→ **SOURCE TEXT**
# Identification Of A Circa 1900 Lady Bike



## JEAN MARIE (Jul 3, 2016)

Hi , 

I purchased recently this old lady bike , which shows some typical US made features ; 
rear oblique wheel axis attachment, crank , and head badge holes 

I like the wooden rims, fenders and chain guard 

the seller restored it about 10 years ago , but I don't like the way it was re painted, and will revert to more original look

would you guys help me identify it ? 

thanks in advance 

JM


----------



## ccmerz (Jul 3, 2016)

Make: Eagle....


----------



## corbettclassics (Jul 3, 2016)

I thought the same thing - Eagle.


----------



## JEAN MARIE (Jul 4, 2016)

thanks a lot 

which year do you think it might be ? 

by any chance, could you tell me wher could I find a picture of the headbadge of en Eagle bike of this age , and / or pictures of similar Eagle  bikes ? 

cheers


----------



## locomotion (Jul 4, 2016)

nice bike, but is the nickel all painted silver? I don't mind the black paint, most of these TOC bikes came in black
do you have a clearer picture of the coaster brake arm?


----------



## JEAN MARIE (Jul 4, 2016)

yes , alas, all the nickel silver aluminum painted  ; I've started removing it on the handlebar and , when I've time, I hope I can revert to nickel or raw material ; at least this paint makes some protection for the time being

on the black paint , I expect I can give some oldish  patina by specific " polishing"

I will take more precise picture of the coaster brake tomoro 

In the mean time , I've found some indication on our french forum tontonvelo 
http://forum.tontonvelo.com/viewtopic.php?f=8&t=1890&hilit=eagle

this is the Girl's bike 

but I'm a bit confused by the title " EAGLE 1902" , as I saw on wikipedia that Eagle went out of business in 1900  

so , which year is it from ? before 1900 or later ?


----------



## JEAN MARIE (Jul 5, 2016)

Hi Locomotion ,

hereunder the picts of coaster arm which reads french and english wordings ; it's a Spencer Rochester NY , most probably imported and engraved  in France with RS  breveté SGDG ( which stands for "Sans Garantie du Gouvernement" = without government warranty)
It may indicate that the bike was imported by a french manufacturer or distributor and rebranded then;

other clues may be the TERROT saddle , the front fender " le touriste " which isn't present on the Eagle catalog, and the many holes for the headbadge (s)  ; the Eagle one may have been replaced by another one

at this stage our detective work is not completed yet ...

I 've made an attempt on the handle bar to see how is the original nickel , and at first sight , it seems fair ;
 hence, if other parts are similar , I may remove all the paint and just polish the nickel ; do you agree on that ?


----------



## pelletman (Jul 5, 2016)

Wiki is wrong, shockingly enough.  Eagle was making bikes in 1902.  That bike looks close to an 1899 Model 51.


----------



## JEAN MARIE (Jul 5, 2016)

→ **RAW DATA**

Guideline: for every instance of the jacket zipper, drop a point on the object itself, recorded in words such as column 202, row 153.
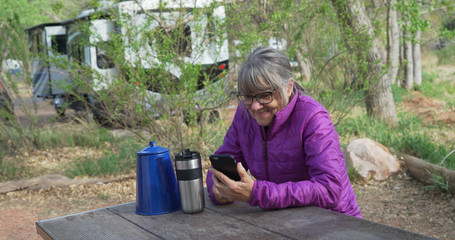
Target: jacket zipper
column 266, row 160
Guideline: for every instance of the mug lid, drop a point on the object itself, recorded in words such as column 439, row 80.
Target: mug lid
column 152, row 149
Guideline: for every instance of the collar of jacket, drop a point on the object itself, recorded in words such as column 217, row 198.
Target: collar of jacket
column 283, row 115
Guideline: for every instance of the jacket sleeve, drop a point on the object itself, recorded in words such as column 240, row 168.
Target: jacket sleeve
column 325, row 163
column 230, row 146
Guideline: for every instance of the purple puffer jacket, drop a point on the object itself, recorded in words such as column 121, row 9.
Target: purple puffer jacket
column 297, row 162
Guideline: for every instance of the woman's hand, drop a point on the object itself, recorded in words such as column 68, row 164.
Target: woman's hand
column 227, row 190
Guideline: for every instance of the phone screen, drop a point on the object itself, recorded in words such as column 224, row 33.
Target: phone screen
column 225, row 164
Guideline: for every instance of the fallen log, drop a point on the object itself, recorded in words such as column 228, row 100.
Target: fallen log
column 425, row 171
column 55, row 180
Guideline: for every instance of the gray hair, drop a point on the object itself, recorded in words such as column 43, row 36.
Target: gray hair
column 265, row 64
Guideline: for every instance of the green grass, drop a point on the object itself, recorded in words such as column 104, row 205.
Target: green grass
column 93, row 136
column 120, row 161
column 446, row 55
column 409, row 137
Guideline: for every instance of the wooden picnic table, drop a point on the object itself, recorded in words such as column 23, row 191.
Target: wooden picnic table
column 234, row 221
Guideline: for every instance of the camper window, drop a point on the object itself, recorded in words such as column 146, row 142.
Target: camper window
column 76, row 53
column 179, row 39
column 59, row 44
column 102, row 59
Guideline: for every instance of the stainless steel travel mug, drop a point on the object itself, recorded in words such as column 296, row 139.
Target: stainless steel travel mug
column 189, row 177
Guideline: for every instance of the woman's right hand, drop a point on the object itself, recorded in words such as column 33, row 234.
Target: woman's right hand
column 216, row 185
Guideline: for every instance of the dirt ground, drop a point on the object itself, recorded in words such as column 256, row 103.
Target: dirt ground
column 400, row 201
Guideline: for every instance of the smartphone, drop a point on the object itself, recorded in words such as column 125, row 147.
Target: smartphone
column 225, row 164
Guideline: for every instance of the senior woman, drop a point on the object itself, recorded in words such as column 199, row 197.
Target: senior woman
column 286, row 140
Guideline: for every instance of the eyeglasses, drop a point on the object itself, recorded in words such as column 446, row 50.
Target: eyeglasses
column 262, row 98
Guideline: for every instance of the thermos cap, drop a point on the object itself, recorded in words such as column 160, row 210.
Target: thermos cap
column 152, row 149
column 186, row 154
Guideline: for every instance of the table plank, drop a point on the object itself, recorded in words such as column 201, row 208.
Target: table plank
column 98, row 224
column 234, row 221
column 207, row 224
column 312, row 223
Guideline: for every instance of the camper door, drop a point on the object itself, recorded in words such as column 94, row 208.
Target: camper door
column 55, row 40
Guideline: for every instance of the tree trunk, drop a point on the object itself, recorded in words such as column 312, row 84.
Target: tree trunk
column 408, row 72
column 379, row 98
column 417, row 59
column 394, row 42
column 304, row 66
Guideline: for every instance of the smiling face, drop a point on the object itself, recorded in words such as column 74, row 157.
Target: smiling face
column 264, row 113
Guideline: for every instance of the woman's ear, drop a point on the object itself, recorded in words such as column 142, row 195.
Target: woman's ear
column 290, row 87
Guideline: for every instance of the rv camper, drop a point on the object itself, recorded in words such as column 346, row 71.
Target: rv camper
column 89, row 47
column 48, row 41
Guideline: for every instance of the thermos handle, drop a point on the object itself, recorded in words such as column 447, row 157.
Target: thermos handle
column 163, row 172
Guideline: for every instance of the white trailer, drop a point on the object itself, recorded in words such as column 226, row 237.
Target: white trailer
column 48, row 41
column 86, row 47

==

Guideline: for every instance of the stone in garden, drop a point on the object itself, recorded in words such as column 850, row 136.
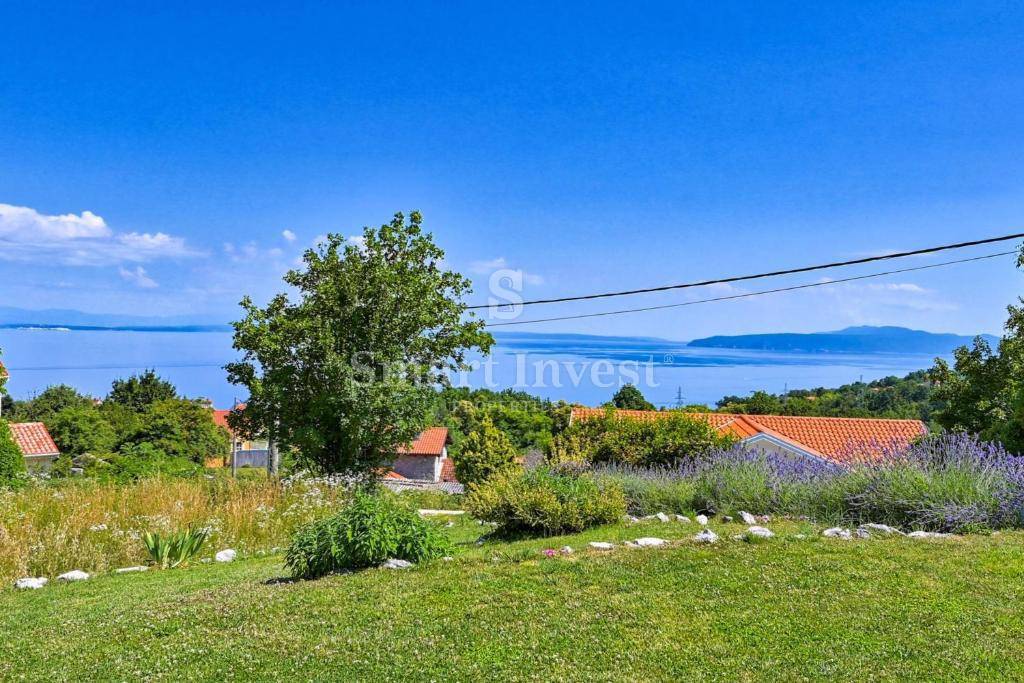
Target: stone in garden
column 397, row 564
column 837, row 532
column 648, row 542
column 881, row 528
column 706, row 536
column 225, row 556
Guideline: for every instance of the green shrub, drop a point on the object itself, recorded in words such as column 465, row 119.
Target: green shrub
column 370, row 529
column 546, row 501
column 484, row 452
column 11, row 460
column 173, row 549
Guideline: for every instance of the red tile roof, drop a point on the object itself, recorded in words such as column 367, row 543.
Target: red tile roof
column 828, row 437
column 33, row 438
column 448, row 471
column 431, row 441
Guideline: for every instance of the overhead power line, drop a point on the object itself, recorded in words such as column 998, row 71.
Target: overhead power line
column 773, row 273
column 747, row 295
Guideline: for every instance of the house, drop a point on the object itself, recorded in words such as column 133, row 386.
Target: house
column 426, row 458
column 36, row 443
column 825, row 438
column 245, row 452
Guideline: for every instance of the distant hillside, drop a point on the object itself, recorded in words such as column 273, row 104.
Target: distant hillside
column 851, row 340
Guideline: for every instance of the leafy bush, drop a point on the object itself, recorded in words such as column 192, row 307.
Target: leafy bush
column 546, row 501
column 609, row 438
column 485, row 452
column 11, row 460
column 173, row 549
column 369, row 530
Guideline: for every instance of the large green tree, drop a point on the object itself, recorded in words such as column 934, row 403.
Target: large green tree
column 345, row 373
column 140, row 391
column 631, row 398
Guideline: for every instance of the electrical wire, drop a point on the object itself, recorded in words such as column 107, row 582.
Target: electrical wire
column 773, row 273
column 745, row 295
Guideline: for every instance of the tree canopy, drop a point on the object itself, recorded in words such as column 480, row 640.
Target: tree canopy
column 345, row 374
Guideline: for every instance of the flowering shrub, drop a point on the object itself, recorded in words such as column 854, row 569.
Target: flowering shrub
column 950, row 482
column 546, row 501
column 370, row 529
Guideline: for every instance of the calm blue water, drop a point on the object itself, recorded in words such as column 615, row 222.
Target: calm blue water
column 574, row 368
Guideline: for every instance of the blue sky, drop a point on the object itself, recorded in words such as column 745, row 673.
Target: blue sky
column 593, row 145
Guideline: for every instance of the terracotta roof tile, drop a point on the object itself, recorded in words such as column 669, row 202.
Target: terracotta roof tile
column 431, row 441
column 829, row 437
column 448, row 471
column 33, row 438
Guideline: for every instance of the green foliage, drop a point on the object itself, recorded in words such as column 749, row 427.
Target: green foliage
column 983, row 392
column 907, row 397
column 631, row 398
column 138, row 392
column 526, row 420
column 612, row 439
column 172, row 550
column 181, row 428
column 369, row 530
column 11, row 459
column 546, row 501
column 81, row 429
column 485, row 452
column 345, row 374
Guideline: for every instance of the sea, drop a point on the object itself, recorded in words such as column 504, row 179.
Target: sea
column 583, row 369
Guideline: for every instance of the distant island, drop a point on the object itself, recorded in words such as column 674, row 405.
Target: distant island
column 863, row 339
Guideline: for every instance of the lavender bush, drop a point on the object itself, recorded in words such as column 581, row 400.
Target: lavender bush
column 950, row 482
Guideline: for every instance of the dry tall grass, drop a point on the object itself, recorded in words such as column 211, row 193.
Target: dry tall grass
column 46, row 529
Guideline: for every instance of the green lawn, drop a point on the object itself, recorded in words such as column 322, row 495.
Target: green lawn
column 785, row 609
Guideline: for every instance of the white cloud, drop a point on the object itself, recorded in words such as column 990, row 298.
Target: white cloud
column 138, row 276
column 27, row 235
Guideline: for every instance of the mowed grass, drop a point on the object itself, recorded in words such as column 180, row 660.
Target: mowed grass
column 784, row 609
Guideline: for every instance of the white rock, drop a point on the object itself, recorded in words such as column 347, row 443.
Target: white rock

→ **WRITTEN PROBLEM**
Answer these questions from the bike thread:
1. What make did ccmerz name for the bike?
2. What brand of saddle is mentioned as a clue?
3. Which model does pelletman say the bike looks close to?
Nothing in the listing is needed here.

→ **THE COMPLETED TASK**
1. Eagle
2. TERROT
3. An 1899 Model 51